Convert each of the rows below into a Markdown table with two columns: Line, holding the row's number in order, and Content, holding the row's text. Leave out any blank lines.

>> begin SUPPLIED MATERIAL

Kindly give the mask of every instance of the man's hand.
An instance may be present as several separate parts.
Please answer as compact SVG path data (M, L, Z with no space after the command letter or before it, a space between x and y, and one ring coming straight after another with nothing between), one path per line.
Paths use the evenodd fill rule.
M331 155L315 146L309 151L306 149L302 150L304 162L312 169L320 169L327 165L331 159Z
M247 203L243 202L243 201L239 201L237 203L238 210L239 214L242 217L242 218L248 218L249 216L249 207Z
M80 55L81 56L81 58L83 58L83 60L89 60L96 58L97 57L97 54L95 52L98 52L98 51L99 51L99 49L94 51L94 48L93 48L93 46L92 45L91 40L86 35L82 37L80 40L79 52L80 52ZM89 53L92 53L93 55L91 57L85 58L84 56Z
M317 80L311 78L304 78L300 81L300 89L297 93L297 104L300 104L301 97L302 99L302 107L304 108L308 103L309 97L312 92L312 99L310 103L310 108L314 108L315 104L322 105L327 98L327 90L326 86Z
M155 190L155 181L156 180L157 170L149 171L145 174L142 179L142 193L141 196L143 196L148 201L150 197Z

>> end SUPPLIED MATERIAL

RESPONSE FOR THIS EXERCISE:
| Line | Content |
|---|---|
| 1 | Kindly give the mask of every instance of the man's hand. |
| 2 | An instance may be present as several separate parts. |
| 3 | Please answer as compact SVG path data (M, L, Z with no space after the command letter or before it, a space between x and y, and one ring coming straight after another with nothing between), one path per line. |
| 4 | Paths use the evenodd fill rule. |
| 5 | M331 155L315 146L309 151L306 149L302 150L304 162L312 169L320 169L327 165L331 159Z |
| 6 | M247 203L243 202L243 201L239 201L237 203L238 210L239 214L242 217L242 218L248 218L249 216L249 207Z |
| 7 | M80 55L81 56L81 58L83 58L83 60L89 60L96 58L97 57L97 54L95 52L98 52L98 51L99 51L99 49L94 51L94 48L93 48L93 46L92 45L91 40L86 35L82 37L80 40L79 52L80 52ZM89 53L92 53L93 55L91 57L85 58L84 56Z |
| 8 | M317 80L311 78L304 78L300 81L300 89L297 93L297 104L300 104L301 97L302 99L302 107L304 108L308 103L309 97L312 92L312 99L310 103L310 108L314 108L315 104L322 105L327 98L327 90L326 86Z |
| 9 | M155 190L155 181L156 180L157 170L149 171L145 174L142 179L142 193L141 196L143 196L148 201L150 197Z |